** START Text excerpt **

The spreaders, however, did give me a bit of a challenge. The current specification for the 2000 mast uses Selden's integer adjustment system which is, in effect, a series of holes to pin. Sadly, it foxed me for the first day and I managed, with a good deal of fiddling, to get to somewhere near 175mm - and that after compromising on the length of the spreader. I reduced the length a bit to prevent it being more like 180mm. I set up the rake as per the tuning guide at 6560mm and we went sailing. The mast foot tends to be placed as far back but one hole as possible. I think the most aft hole has a take off from the vang. Anyone with something different or faster - please let me know.
Sarah really struggled to get the spini up and down in the first race. We noticed that the pole pull out rope had stretched and the block was now infringing with the turning block on the deck causing some friction. The block on the deck was close to exploding. I also noticed that the end of the rope secured to the pole was also starting to fray already. The hole in the pole as supplied was great at cutting the rope with its nice sharp edge. So I shortened the fraying end and we were back in business.
3 races later, the rope broke and we needed to tie it up again - lucky for us this was after the race had finished.
We were also struggling to pull the kite all the way into the chute. In fact, we sailed around with a 6" triangular piece of spinni marked 'head' over the bottom 6" of jib which was rather distracting upwind. We could not work this out. Despite reducing the length of bowline we tied onto the top patch (a longish bowline normally allows the patches to go into the chute separately and reduces the load pulling the kite into the boat), this helped a little, but we were still foxed as to why we could not pull the kite down properly. We were at a loss until a kind fellow sailor advised that it was the knot inside the pole that had been tied too short. This is the knot that helps pull the pole in when you pull the kite down. As the tack and head of the spinni are linked (they both come in the chute last) then the lack of slack offered by this knot in the pole had stopped us pulling the tack and head of the kite into the boat. Phew - that saved one sailing marriage. A little bit of boat work after the first day was required to tie a mouse line to the pole tack line so I could feed it down the pole from the outer end to allow me to get at the knot from the inner end of the pole. Knot duly moved, we could now get the kite down. Smiles all round.
I re-checked the rig tension again the next morning. Wow - new masts and boats settle in a lot. We were now down a third in rig tension. I did not get a chance to check the spreaders as race time was approaching. As the wind had come up somewhat for the second day of racing - more like 12 knots average - I gave the mast one half a pin of extra rake. I understand that relates to about 25mm extra rake with the same rig tension. By the way - 2000's measure the rig tension on the shrouds.

** END Text excerpt **

List every measurement given in millimeters in the account of rigging and racing the 2000.

** START Entries **

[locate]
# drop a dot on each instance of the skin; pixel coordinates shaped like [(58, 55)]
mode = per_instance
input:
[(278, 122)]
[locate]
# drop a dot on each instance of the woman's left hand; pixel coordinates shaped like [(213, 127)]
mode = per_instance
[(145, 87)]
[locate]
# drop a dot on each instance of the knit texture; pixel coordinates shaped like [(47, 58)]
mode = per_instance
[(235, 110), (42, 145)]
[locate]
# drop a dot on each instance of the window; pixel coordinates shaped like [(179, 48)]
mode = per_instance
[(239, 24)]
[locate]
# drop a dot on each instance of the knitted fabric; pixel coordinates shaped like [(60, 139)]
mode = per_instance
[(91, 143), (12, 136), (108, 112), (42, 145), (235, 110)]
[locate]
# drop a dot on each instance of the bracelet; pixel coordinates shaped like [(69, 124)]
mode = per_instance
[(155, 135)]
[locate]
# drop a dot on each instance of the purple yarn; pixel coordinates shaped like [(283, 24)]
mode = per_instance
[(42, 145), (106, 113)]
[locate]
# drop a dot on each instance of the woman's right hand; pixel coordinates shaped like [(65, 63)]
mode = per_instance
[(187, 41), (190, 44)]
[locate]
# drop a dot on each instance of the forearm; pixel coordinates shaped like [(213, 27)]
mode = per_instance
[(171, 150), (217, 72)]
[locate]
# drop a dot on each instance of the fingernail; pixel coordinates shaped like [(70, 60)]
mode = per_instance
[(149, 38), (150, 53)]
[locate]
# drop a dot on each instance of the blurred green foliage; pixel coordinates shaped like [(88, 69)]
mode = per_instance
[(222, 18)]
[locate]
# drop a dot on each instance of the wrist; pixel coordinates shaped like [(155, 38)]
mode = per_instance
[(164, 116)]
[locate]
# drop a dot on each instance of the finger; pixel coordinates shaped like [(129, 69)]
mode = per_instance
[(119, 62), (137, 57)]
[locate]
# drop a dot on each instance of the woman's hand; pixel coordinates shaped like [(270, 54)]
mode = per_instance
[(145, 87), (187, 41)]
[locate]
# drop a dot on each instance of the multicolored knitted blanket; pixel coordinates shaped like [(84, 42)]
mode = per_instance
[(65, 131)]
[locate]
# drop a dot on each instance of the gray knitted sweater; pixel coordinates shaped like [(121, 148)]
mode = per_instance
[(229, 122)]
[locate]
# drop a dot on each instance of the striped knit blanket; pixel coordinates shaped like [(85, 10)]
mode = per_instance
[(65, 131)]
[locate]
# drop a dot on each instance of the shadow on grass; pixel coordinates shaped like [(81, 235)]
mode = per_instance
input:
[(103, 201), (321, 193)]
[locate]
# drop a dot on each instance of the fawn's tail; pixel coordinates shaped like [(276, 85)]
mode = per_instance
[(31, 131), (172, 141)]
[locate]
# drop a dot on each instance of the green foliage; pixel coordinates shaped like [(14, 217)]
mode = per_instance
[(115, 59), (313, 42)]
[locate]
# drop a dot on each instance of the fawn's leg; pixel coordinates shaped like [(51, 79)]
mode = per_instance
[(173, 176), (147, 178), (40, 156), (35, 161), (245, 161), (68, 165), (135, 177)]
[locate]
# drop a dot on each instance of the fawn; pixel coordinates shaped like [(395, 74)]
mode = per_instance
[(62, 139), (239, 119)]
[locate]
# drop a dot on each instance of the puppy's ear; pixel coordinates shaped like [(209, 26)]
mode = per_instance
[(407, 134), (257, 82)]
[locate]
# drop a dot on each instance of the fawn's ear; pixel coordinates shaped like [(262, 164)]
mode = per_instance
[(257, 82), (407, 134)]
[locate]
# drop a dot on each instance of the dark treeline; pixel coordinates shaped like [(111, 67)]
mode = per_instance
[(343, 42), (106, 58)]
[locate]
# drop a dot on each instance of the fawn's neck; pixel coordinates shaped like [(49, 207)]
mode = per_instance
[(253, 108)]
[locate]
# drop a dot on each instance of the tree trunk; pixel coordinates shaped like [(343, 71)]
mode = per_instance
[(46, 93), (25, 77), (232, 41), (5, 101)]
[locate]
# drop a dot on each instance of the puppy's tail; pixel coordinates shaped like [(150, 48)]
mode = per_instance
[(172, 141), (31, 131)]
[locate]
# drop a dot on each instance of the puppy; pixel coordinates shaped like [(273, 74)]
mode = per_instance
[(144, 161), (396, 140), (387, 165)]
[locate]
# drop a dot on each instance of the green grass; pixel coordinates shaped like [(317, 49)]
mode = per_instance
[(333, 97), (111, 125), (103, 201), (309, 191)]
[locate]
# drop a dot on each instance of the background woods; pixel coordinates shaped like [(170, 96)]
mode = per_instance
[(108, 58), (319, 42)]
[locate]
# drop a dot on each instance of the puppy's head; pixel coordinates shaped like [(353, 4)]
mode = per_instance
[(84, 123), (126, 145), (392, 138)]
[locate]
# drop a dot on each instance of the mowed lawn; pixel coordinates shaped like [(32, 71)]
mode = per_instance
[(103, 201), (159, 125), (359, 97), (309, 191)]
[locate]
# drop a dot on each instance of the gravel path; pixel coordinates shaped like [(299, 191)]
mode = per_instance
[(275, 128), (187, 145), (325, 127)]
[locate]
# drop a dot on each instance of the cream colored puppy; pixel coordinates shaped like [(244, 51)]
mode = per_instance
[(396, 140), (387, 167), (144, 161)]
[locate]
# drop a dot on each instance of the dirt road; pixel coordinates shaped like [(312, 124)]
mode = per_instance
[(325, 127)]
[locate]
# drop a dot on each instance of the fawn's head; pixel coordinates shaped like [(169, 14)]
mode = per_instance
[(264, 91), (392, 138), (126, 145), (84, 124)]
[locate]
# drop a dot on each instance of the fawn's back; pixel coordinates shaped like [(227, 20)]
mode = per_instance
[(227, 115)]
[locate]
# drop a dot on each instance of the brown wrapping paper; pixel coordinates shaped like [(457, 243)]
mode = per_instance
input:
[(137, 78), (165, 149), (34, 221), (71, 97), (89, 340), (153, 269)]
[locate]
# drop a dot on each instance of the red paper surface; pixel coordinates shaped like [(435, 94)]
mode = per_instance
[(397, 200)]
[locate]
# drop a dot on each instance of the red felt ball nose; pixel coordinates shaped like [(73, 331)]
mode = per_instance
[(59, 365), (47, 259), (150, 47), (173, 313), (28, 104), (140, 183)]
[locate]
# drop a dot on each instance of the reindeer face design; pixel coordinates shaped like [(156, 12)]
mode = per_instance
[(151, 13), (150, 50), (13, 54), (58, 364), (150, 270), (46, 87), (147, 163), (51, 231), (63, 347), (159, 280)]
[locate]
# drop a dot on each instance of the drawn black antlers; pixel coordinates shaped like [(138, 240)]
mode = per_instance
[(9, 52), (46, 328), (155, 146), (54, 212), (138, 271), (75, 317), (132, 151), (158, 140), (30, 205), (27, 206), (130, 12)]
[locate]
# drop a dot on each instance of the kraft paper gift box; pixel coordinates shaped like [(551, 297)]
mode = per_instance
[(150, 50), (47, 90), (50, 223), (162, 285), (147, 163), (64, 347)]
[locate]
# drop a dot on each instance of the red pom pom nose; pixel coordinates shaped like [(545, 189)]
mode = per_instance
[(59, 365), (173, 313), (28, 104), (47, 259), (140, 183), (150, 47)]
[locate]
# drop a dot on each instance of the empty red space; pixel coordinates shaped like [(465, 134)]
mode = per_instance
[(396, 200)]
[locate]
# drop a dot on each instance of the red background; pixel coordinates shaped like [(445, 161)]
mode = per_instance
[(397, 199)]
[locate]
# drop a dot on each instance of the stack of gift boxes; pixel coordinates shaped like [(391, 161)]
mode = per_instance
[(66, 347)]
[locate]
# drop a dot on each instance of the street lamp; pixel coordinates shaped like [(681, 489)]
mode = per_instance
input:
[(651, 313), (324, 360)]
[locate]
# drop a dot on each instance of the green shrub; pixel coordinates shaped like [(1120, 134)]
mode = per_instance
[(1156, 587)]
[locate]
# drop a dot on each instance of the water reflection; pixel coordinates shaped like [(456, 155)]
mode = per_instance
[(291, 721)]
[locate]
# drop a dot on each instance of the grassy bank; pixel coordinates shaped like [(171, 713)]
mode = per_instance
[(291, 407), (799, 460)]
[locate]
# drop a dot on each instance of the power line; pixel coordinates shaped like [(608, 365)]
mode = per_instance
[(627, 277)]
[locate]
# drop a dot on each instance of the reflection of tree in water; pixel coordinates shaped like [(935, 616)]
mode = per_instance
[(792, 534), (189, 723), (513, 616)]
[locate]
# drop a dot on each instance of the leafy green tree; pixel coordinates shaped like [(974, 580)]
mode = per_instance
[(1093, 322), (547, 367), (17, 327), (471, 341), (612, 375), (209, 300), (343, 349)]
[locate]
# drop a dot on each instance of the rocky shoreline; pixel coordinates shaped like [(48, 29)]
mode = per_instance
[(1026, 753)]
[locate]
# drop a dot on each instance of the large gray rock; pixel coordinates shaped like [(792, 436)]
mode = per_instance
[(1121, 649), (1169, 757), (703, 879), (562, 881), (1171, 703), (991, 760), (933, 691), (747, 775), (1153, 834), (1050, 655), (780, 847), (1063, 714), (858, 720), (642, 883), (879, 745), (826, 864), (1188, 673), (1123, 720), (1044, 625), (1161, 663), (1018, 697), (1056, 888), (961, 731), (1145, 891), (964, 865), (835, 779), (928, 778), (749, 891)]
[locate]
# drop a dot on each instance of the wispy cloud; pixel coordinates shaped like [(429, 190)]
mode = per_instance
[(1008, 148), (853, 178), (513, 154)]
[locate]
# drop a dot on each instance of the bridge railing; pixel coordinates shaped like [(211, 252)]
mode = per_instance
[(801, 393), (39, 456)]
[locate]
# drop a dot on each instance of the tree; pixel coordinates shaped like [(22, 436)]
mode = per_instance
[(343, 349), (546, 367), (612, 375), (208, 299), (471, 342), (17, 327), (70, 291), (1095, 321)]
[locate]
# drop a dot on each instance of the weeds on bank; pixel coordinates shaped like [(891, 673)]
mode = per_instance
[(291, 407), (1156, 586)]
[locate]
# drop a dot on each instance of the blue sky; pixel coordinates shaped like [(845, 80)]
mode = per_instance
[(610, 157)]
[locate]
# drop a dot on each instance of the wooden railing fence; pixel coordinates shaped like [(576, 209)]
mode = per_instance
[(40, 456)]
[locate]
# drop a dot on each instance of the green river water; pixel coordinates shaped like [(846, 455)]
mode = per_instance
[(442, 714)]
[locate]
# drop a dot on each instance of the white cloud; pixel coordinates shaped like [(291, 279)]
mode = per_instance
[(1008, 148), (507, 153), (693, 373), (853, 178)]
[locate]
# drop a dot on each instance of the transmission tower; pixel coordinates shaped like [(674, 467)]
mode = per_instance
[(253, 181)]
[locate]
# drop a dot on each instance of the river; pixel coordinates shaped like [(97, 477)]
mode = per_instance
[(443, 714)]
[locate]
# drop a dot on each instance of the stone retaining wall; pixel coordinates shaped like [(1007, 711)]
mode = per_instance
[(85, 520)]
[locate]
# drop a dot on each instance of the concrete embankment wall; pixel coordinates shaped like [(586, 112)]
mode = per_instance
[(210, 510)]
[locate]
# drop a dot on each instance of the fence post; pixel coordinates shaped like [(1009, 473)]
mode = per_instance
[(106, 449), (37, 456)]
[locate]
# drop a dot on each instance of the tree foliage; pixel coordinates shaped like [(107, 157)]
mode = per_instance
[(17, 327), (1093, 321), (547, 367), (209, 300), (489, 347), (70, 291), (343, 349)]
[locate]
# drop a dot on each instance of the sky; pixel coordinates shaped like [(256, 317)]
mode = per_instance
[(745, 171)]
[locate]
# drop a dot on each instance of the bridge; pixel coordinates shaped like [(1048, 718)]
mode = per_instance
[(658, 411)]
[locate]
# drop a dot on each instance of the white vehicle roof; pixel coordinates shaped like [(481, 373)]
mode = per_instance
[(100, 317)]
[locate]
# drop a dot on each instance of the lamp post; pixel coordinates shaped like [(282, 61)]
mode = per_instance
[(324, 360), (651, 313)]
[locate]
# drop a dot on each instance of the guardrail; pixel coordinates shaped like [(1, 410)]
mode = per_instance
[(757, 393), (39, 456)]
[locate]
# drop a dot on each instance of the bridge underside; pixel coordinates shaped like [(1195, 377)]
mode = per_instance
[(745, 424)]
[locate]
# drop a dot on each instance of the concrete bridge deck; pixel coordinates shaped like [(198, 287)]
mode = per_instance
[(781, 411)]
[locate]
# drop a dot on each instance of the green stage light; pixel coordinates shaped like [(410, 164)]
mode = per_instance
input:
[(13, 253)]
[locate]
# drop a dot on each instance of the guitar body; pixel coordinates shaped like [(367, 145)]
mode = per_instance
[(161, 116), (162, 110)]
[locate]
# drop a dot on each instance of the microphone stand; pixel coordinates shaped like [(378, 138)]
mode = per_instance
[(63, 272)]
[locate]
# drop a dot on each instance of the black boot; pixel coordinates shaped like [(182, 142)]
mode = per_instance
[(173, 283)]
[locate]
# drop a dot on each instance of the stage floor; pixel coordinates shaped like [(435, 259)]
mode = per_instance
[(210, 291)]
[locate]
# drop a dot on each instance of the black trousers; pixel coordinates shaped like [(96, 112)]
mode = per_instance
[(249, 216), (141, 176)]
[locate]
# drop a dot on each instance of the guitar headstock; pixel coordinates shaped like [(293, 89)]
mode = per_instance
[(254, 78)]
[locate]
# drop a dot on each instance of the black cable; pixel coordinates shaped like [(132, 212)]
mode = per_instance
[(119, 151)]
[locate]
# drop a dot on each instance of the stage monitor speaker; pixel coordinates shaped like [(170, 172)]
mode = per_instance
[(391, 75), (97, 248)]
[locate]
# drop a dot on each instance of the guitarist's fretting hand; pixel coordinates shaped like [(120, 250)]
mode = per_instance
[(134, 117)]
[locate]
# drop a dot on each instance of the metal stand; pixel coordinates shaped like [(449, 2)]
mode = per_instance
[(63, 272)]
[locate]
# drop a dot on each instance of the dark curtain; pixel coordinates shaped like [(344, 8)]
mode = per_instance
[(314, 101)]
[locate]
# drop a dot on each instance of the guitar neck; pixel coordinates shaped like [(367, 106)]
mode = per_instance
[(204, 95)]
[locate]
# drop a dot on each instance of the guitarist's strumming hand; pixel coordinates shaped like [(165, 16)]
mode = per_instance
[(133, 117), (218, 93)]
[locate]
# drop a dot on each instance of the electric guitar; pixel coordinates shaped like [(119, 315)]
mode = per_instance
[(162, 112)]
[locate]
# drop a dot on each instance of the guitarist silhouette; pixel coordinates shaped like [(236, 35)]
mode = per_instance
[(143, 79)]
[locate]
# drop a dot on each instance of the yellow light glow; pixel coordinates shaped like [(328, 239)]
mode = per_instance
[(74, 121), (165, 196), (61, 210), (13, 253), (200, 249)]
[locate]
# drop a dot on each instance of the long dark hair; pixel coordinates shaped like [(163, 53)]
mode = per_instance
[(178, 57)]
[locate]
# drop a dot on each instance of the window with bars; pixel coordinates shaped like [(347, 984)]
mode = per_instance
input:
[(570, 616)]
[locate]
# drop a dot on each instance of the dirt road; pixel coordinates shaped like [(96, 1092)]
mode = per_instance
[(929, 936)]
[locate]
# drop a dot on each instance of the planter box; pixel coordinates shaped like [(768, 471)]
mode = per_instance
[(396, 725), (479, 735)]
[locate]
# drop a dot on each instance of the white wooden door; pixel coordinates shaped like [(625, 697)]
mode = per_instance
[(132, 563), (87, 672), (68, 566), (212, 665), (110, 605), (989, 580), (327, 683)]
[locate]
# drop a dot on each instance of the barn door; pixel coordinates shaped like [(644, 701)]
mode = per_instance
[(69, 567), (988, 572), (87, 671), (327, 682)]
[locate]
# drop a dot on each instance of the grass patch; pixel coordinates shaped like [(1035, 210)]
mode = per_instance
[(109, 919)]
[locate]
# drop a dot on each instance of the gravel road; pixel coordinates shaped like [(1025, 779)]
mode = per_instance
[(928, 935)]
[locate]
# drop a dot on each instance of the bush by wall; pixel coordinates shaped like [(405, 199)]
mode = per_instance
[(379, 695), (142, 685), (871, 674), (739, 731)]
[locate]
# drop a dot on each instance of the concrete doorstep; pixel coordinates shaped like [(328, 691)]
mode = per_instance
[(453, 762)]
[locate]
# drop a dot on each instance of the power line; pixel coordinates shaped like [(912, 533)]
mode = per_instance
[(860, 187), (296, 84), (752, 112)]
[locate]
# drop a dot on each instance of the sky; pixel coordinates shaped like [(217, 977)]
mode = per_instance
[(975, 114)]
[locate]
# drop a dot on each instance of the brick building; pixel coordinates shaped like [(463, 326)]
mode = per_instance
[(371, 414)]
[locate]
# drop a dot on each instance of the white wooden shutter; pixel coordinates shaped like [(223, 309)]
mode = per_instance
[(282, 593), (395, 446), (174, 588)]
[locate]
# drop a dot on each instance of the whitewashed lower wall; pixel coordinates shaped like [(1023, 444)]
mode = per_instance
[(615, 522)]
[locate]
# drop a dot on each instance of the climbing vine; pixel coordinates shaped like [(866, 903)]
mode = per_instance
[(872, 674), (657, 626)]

** END Entries **

• Problem solution
175mm, 180mm, 6560mm, 25mm